(Document section begins)

On 22 June, the Royal College of Paediatrics and Child Health updated its guidance on children (up to the age of 18) who are currently shielding. The extract below breaks those currently shielding into three groups, and the guidance gives much more detail of who is in each of the groups. This provides further clarity and may aid your planning for September.
The original shielded patients list was intended to identify people with particular conditions which put them at highest clinical risk of severe morbidity or mortality from COVID-19, based on our understanding of the disease at the time. It was developed early in the outbreak when there were very little data or evidence about the groups most at risk of poor COVID-19 outcomes, and so was intended to be a dynamic list that would adapt as our knowledge of the disease improved and more evidence became apparent.
Over the last few weeks, RCPCH has worked with paediatric specialties to review this evidence and revise the advice on which children and young people are ‘clinically extremely vulnerable’ to COVID-19 infection and therefore should continue to shield.
This has indicated that not all those children and young people who are currently advised to shield need to continue to do so. The new guidance explains – the majority of children with conditions including asthma, diabetes, epilepsy, and kidney disease do not need to continue to shield and can, for example, return to school as it reopens. This includes many children with conditions such as cerebral palsy and scoliosis, for whom the benefits of school - in terms of access to therapies and developmental support – far outweigh the risk of infection.
- Children and young people who are cared for just in primary care are very unlikely to need to continue to shield.
- A small group of children who are ‘clinically extremely vulnerable’ due to their pre-existing condition will need to continue to shield.
- A further larger group of children exists who due to their underlying condition may need to shield and the decision to continue to shield would normally result from a discussion between the clinician, the child and their family.

(Document section ends)
(Dataset excerpt begins)

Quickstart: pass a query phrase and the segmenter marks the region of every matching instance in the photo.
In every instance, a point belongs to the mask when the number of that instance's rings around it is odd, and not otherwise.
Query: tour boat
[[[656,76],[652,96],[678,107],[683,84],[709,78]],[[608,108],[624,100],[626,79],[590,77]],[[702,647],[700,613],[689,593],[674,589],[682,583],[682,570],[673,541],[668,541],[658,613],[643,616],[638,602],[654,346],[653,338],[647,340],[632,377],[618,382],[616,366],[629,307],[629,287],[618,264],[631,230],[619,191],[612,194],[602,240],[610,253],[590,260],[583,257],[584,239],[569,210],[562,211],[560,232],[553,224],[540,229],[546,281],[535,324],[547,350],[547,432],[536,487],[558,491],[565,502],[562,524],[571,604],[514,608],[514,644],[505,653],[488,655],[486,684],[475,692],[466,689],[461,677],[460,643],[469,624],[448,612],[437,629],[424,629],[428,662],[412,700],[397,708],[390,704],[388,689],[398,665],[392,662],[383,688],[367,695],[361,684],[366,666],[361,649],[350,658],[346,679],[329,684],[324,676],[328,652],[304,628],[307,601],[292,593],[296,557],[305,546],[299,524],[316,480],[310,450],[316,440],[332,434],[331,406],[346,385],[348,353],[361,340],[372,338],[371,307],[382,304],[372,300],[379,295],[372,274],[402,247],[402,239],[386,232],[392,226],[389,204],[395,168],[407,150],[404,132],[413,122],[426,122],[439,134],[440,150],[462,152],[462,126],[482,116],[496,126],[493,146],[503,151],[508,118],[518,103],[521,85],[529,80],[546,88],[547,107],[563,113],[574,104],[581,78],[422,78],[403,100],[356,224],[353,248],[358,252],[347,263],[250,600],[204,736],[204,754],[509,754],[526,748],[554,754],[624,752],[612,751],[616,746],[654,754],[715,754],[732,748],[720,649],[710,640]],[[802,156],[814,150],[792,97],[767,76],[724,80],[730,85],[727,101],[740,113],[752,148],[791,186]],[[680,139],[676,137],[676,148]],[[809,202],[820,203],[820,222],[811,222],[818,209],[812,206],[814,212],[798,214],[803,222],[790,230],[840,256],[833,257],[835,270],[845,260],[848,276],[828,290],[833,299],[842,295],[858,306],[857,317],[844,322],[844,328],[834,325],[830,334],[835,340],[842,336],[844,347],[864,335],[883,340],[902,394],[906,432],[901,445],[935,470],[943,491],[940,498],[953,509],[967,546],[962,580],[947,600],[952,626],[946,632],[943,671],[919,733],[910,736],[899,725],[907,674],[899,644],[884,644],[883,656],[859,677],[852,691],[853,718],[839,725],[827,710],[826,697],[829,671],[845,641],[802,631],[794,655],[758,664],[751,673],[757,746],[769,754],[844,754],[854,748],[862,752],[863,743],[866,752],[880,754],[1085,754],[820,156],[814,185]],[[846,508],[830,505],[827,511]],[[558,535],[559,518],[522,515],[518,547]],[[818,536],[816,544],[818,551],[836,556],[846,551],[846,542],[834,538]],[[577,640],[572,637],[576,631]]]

(Dataset excerpt ends)

Exercise goal:
Write out the whole text on updated shielding guidance for children word for word. The lines here are separate material that has nothing to do with the text.

Exercise result:
On 22 June, the Royal College of Paediatrics and Child Health updated its guidance on children (up to the age of 18) who are currently shielding. The extract below breaks those currently shielding into three groups, and the guidance gives much more detail of who is in each of the groups. This provides further clarity and may aid your planning for September.
The original shielded patients list was intended to identify people with particular conditions which put them at highest clinical risk of severe morbidity or mortality from COVID-19, based on our understanding of the disease at the time. It was developed early in the outbreak when there were very little data or evidence about the groups most at risk of poor COVID-19 outcomes, and so was intended to be a dynamic list that would adapt as our knowledge of the disease improved and more evidence became apparent.
Over the last few weeks, RCPCH has worked with paediatric specialties to review this evidence and revise the advice on which children and young people are ‘clinically extremely vulnerable’ to COVID-19 infection and therefore should continue to shield.
This has indicated that not all those children and young people who are currently advised to shield need to continue to do so. The new guidance explains – the majority of children with conditions including asthma, diabetes, epilepsy, and kidney disease do not need to continue to shield and can, for example, return to school as it reopens. This includes many children with conditions such as cerebral palsy and scoliosis, for whom the benefits of school - in terms of access to therapies and developmental support – far outweigh the risk of infection.
- Children and young people who are cared for just in primary care are very unlikely to need to continue to shield.
- A small group of children who are ‘clinically extremely vulnerable’ due to their pre-existing condition will need to continue to shield.
- A further larger group of children exists who due to their underlying condition may need to shield and the decision to continue to shield would normally result from a discussion between the clinician, the child and their family.